**Instructions to follow**
For every entry below, give it back exactly and leave out any image.

══════

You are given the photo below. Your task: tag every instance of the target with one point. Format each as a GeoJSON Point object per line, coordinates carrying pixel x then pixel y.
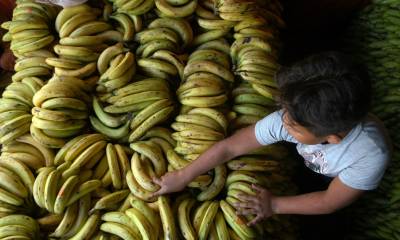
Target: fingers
{"type": "Point", "coordinates": [245, 211]}
{"type": "Point", "coordinates": [243, 205]}
{"type": "Point", "coordinates": [257, 188]}
{"type": "Point", "coordinates": [157, 180]}
{"type": "Point", "coordinates": [255, 220]}
{"type": "Point", "coordinates": [247, 198]}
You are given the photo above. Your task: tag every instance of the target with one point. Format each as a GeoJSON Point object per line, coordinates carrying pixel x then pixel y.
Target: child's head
{"type": "Point", "coordinates": [323, 96]}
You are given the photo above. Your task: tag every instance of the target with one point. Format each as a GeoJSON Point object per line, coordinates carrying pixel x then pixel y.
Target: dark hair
{"type": "Point", "coordinates": [326, 93]}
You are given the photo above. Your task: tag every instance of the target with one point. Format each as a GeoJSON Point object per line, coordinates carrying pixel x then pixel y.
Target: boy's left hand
{"type": "Point", "coordinates": [258, 204]}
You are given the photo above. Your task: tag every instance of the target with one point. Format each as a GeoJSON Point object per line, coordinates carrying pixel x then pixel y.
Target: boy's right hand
{"type": "Point", "coordinates": [170, 182]}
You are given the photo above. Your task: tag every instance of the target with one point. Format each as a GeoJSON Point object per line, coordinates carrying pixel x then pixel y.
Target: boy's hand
{"type": "Point", "coordinates": [259, 205]}
{"type": "Point", "coordinates": [170, 182]}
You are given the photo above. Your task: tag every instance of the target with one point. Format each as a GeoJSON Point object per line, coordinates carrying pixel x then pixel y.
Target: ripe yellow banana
{"type": "Point", "coordinates": [141, 222]}
{"type": "Point", "coordinates": [208, 66]}
{"type": "Point", "coordinates": [90, 28]}
{"type": "Point", "coordinates": [176, 11]}
{"type": "Point", "coordinates": [74, 21]}
{"type": "Point", "coordinates": [66, 223]}
{"type": "Point", "coordinates": [110, 200]}
{"type": "Point", "coordinates": [126, 24]}
{"type": "Point", "coordinates": [136, 189]}
{"type": "Point", "coordinates": [154, 119]}
{"type": "Point", "coordinates": [20, 169]}
{"type": "Point", "coordinates": [180, 26]}
{"type": "Point", "coordinates": [185, 224]}
{"type": "Point", "coordinates": [236, 223]}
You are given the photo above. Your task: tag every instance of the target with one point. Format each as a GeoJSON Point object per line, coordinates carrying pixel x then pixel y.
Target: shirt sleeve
{"type": "Point", "coordinates": [366, 173]}
{"type": "Point", "coordinates": [270, 130]}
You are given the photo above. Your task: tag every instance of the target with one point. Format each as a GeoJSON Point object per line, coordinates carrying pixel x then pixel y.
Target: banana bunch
{"type": "Point", "coordinates": [27, 150]}
{"type": "Point", "coordinates": [372, 40]}
{"type": "Point", "coordinates": [15, 107]}
{"type": "Point", "coordinates": [29, 30]}
{"type": "Point", "coordinates": [133, 8]}
{"type": "Point", "coordinates": [150, 101]}
{"type": "Point", "coordinates": [114, 127]}
{"type": "Point", "coordinates": [249, 106]}
{"type": "Point", "coordinates": [126, 25]}
{"type": "Point", "coordinates": [206, 76]}
{"type": "Point", "coordinates": [176, 8]}
{"type": "Point", "coordinates": [59, 112]}
{"type": "Point", "coordinates": [147, 162]}
{"type": "Point", "coordinates": [16, 186]}
{"type": "Point", "coordinates": [211, 26]}
{"type": "Point", "coordinates": [170, 34]}
{"type": "Point", "coordinates": [82, 37]}
{"type": "Point", "coordinates": [162, 64]}
{"type": "Point", "coordinates": [17, 226]}
{"type": "Point", "coordinates": [116, 66]}
{"type": "Point", "coordinates": [138, 221]}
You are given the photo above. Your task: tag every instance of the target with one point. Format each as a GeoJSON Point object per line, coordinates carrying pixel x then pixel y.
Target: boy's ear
{"type": "Point", "coordinates": [333, 139]}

══════

**Task answer**
You are given the photo below. Your task: tag every instance of the target with one point. Format each as a GeoJSON Point object per line, coordinates carrying pixel x then pixel y.
Target: fingers
{"type": "Point", "coordinates": [245, 211]}
{"type": "Point", "coordinates": [243, 205]}
{"type": "Point", "coordinates": [257, 188]}
{"type": "Point", "coordinates": [157, 180]}
{"type": "Point", "coordinates": [255, 220]}
{"type": "Point", "coordinates": [247, 198]}
You are given the photo above. Your task: tag every instance of the target with one point. Format each as a GeoJSON Point object per line, coordinates carrying pixel x then pixel y.
Target: child's head
{"type": "Point", "coordinates": [323, 96]}
You are given the photo above. Your task: tag every instance of the target with one point. Format each as a GeoJSON Point object per line, coordinates carrying pixel x then pixel y.
Target: dark hair
{"type": "Point", "coordinates": [326, 93]}
You are given the photo above. Your task: tag every instance of the target with one point. Format each as a GeoJSON Point object per line, coordinates carrying pixel x then pixel y.
Target: boy's left hand
{"type": "Point", "coordinates": [258, 204]}
You are given the photo above. Your task: tag every instance of the target with one point. Format each as a GeoJSON Point object per line, coordinates carrying pixel x then pixel y.
Target: boy's right hand
{"type": "Point", "coordinates": [170, 182]}
You are given the photo above. Your task: tag every instance of the target with one point. Format each as a GeoJSON Point object per line, coordinates carrying pixel x then pixel y.
Target: boy's hand
{"type": "Point", "coordinates": [259, 205]}
{"type": "Point", "coordinates": [170, 182]}
You are given the photo above. Your task: tag every instance of the target with one point. Format each as a GeoJSON Point object per line, coordinates carrying pixel x then pixel y.
Target: ripe yellow banana
{"type": "Point", "coordinates": [141, 222]}
{"type": "Point", "coordinates": [208, 66]}
{"type": "Point", "coordinates": [90, 28]}
{"type": "Point", "coordinates": [176, 11]}
{"type": "Point", "coordinates": [74, 21]}
{"type": "Point", "coordinates": [66, 223]}
{"type": "Point", "coordinates": [110, 200]}
{"type": "Point", "coordinates": [126, 24]}
{"type": "Point", "coordinates": [136, 189]}
{"type": "Point", "coordinates": [154, 119]}
{"type": "Point", "coordinates": [20, 169]}
{"type": "Point", "coordinates": [180, 26]}
{"type": "Point", "coordinates": [185, 224]}
{"type": "Point", "coordinates": [236, 223]}
You are given the photo above. Your task: tag every instance of the target with one point. Format each as a GeoJSON Point object per line, coordinates carrying pixel x then pixel y.
Target: shirt sleeve
{"type": "Point", "coordinates": [366, 173]}
{"type": "Point", "coordinates": [270, 130]}
You are given the photo above. Your task: tag every instance of the target with one point. Format each as a GeoJSON Point object per line, coordinates carrying pixel x then pixel y.
Target: banana bunch
{"type": "Point", "coordinates": [27, 150]}
{"type": "Point", "coordinates": [372, 40]}
{"type": "Point", "coordinates": [15, 107]}
{"type": "Point", "coordinates": [29, 30]}
{"type": "Point", "coordinates": [133, 8]}
{"type": "Point", "coordinates": [150, 101]}
{"type": "Point", "coordinates": [114, 127]}
{"type": "Point", "coordinates": [249, 106]}
{"type": "Point", "coordinates": [126, 25]}
{"type": "Point", "coordinates": [206, 76]}
{"type": "Point", "coordinates": [176, 8]}
{"type": "Point", "coordinates": [59, 112]}
{"type": "Point", "coordinates": [147, 162]}
{"type": "Point", "coordinates": [16, 186]}
{"type": "Point", "coordinates": [211, 26]}
{"type": "Point", "coordinates": [170, 34]}
{"type": "Point", "coordinates": [82, 37]}
{"type": "Point", "coordinates": [162, 64]}
{"type": "Point", "coordinates": [17, 226]}
{"type": "Point", "coordinates": [116, 66]}
{"type": "Point", "coordinates": [138, 221]}
You are given the photo above. Your task: tag every instance of the target with one point. Format each as a GeoJSON Point object per line, coordinates carrying pixel x then pixel y.
Target: boy's ear
{"type": "Point", "coordinates": [333, 139]}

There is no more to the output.